_Text section:_
════
News Obits School/Sports Community Opinion Photos

In electoral contests today almost everyone, in both major political parties, advocate democracy; but our Founding Fathers ran from the word as fast as they could, advocating instead a republic. We need to do the same if we really understand liberty. Those using the term "democracy" either intentionally use the term to undermine individual liberty or show themselves as ignorant of the basics of our government. In either case, we are wise to reject them in preference to candidates rejecting democracy.

Given our continual drift from a republic to a democracy, it might be well to review what historical philosophies most favored democracy as a form of government. The Founding Fathers and the socialists were total opposites on the word democracy; one disdained, the other loved it.

Of those who favored democracy, the bluntest was Karl Marx, the father of communism (the most violent form of socialism). He wrote, "Democracy is the road to socialism," implying that one cannot have socialism without first having democracy.

Vladimir Lenin, the socialist revolutionary bringing it to Russia, agreed. In his 1905 work, "Two Tactics of Social Democracy," he saw democracy as a strategy leading to his desired socialist revolution. "Social-Democracy, however, wants ... to develop the class struggle of the proletariat to the point where the latter will take the leading part in the popular Russian revolution, i.e., will lead this revolution to the democratic-dictatorship of the proletariat and the peasantry." In a letter to Inessa Armand in 1916, he added, "We Social-Democrats always stand for democracy, not 'in the name of capitalism,' but in the name of clearing the path for our movement, which clearing is impossible without the development of capitalism." Class conflict and the philosophy "share the wealth" were, and remain, central to the empowerment of communism.

Those who abhorred democracy, as far as we are able to ascertain, included all the Founding Fathers. Benjamin Franklin wrote in 1759, "Democracy is two wolves and a lamb voting on what to have for lunch. Liberty is a well-armed lamb contesting the vote." Years later, when Franklin exited the Constitutional Convention, a woman inquired of him, "What form of government have you left us?" the brilliant Franklin answered, "A Republic, if you can keep it." The phrase expressed some doubt as to whether man could understand the value of a republic enough to protect it from becoming a democracy.

So, once again, what is wrong with democracy? James Madison, the Father of the Constitution, in his Federalist Paper, No. 10, wrote, "In a pure democracy, there is nothing to check the inducement to sacrifice the weaker party or the obnoxious individual." Thomas Jefferson agreed but was blunter: "A democracy is nothing more than mob rule, where fifty-one percent of the people may take away the rights of the other forty-nine." On another occasion, he reasoned that the Republic would "cease to exist when you take away from those who are willing to work and give to those who would not."

Alexander Hamilton, Jefferson's supposed political archrival, saw it similarly. "We are now forming a republican form of government. Real Liberty is not found in the extremes of democracy but in moderate governments. If we incline too much to democracy, we shall soon shoot into a monarchy or some other form of dictatorship."
════
_Tasks and exercises:_
1. According to the column on democracy, in what year did Lenin write "Two Tactics of Social Democracy"?
2. Check each statement against the column on democracy and answer yes or no, quoting the words that decide it.
(a) The column says Madison wrote about pure democracy in Federalist Paper No. 10.
(b) The column says a man asked Franklin what form of government had been left.
(c) The column calls Hamilton Jefferson's supposed political archrival.
3. Carry the column on democracy and the republic forward from its final paragraph.
════
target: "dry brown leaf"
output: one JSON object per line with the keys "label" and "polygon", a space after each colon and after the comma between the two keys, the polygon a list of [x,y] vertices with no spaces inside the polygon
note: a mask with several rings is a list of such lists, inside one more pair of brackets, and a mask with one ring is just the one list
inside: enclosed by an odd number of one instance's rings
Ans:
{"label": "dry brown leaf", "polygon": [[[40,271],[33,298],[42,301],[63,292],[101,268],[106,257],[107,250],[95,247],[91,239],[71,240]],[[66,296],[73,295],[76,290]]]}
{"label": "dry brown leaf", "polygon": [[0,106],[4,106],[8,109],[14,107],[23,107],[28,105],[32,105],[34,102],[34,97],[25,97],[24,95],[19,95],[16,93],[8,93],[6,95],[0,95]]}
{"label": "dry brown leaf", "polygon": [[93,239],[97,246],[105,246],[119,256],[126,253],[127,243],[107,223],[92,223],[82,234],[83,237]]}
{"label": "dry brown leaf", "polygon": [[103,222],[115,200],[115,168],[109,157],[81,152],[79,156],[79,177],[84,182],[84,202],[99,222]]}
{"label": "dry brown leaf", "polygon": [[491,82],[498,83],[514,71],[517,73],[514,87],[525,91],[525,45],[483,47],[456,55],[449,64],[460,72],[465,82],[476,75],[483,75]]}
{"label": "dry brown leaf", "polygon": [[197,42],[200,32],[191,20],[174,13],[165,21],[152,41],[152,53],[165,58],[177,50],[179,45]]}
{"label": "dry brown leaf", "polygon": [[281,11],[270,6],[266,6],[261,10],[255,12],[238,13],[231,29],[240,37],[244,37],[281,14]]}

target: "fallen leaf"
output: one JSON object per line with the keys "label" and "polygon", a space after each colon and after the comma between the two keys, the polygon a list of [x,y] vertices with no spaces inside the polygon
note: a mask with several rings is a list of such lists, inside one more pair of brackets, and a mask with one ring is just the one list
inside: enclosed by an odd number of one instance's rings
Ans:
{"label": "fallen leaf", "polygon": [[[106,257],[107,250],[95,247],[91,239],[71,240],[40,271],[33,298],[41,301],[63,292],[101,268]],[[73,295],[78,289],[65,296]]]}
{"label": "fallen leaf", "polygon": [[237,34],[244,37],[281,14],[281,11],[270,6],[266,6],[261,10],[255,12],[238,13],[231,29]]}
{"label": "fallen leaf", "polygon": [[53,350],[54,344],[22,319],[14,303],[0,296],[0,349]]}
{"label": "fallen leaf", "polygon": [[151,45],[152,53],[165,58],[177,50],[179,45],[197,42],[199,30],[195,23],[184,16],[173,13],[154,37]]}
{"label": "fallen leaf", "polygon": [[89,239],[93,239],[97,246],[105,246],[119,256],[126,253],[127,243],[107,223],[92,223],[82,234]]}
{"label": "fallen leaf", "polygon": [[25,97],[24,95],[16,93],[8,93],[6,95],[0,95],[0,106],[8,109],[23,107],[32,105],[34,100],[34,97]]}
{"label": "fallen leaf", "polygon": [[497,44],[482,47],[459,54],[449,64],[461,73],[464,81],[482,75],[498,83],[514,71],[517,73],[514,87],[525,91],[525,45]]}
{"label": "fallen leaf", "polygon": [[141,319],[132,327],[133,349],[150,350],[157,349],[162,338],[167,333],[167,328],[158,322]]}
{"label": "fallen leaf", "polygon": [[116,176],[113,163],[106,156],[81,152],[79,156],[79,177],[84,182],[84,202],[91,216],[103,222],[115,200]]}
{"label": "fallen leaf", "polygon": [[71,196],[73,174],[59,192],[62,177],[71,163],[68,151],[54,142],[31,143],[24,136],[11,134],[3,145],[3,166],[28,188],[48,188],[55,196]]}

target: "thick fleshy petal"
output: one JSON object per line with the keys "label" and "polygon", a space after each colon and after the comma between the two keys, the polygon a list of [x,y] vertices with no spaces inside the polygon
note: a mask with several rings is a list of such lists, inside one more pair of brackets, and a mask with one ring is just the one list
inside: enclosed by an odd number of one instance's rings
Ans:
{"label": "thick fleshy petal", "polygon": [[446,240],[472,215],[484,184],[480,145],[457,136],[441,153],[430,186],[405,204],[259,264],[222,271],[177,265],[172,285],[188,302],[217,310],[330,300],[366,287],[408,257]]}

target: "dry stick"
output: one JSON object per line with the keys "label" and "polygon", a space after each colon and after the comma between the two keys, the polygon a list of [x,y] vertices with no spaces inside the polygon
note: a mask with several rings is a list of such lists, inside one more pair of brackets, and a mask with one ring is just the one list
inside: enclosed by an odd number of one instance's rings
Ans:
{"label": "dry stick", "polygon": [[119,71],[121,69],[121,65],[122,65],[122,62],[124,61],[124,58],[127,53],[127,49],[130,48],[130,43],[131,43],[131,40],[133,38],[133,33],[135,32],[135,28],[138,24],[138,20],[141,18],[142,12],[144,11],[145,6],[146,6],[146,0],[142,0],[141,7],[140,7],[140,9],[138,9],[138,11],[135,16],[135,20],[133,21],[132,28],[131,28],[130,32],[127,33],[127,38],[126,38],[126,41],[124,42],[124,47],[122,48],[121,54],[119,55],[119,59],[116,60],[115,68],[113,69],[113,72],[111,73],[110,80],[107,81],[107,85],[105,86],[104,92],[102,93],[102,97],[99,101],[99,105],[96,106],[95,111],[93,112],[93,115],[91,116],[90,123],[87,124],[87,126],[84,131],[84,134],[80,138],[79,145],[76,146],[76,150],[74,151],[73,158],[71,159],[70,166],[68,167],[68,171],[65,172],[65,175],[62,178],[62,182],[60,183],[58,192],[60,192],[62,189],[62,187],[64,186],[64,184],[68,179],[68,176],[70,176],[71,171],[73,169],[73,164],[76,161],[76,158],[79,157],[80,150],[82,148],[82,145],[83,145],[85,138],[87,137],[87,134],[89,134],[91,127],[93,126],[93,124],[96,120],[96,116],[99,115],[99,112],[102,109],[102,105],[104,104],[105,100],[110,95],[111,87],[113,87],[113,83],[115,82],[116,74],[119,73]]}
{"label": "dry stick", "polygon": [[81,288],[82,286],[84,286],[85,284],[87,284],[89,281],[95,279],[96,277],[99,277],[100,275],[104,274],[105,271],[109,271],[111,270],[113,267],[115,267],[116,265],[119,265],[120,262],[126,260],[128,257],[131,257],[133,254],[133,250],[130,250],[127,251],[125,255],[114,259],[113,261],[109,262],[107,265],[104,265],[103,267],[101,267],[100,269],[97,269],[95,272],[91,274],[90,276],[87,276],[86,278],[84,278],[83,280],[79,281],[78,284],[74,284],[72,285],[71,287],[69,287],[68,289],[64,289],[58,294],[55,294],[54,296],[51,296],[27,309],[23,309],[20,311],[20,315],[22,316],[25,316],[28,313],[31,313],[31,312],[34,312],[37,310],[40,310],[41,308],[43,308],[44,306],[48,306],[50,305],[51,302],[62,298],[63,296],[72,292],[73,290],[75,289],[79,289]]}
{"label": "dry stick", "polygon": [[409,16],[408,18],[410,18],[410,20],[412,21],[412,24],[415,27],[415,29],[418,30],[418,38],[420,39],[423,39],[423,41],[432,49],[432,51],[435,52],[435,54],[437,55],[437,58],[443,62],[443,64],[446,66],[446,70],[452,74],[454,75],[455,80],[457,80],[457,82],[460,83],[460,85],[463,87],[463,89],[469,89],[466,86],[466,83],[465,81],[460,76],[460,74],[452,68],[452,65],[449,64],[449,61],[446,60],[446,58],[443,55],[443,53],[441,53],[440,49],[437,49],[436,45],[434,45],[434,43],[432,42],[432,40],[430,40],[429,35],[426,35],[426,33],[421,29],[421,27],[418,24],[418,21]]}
════
_The replies:_
1. 1905

2.
(a) Yes: "James Madison, the Father of the Constitution, in his Federalist Paper, No. 10, wrote, "In a pure democracy, there is nothing to check the inducement to sacrifice the weaker party or the obnoxious individual.""
(b) No: "a woman inquired of him, "What form of government have you left us?""
(c) Yes: "Alexander Hamilton, Jefferson's supposed political archrival, saw it similarly."

3.
Now we understand why the word democracy is not found in any of our original founding documents, not even in our Pledge of Allegiance to the Flag. Our system, a republic, protects us from the less informed masses, which is always the majority. This is why, until the perversion of the Constitution by the 17th Amendment, the state legislature selected their two U.S. Senators, not the people. This is why the Electoral College selects the president and why the people have no voice in the selection of Supreme Court members.

If one calls this undemocratic, the Founders would agree. Their review of history showed them that democracy in Athens and Rome led to tyranny by the majority that then destroyed liberty in both places.

Recent census reports show about half of our adult population pay no federal income tax. When that number exceeds 50 percent, we will join the fallen republics of Athens and Rome with their "bread and circuses" as examples of the majority voting to feed their wants from those who produce. When the "rich" are destroyed by socialism, as in the former USSR, and cannot provide the customary free stuff anymore, the majority, who came to believe that it was owed them, take to the streets in anger. The majority will then vote for whatever tyrant promises them security. This historical record is clear.

This is why socialists and communists loved democracy and the Founders decidedly did not! Alexis de Tocqueville, a visiting French philosopher in 1840, is alleged to have told us when our republic would fall. "The American Republic will endure until the day Congress discovers that it can bribe the public with the 'public's' money." We are unable to document the quote so, if not actually said by him, I now say it and am happy to be quoted hereafter.

That day is today. Both parties must return to the Constitution, which preserves the republic, or we will lose both the Republic and the Constitution. A good start is to avoid political candidates advocating democracy.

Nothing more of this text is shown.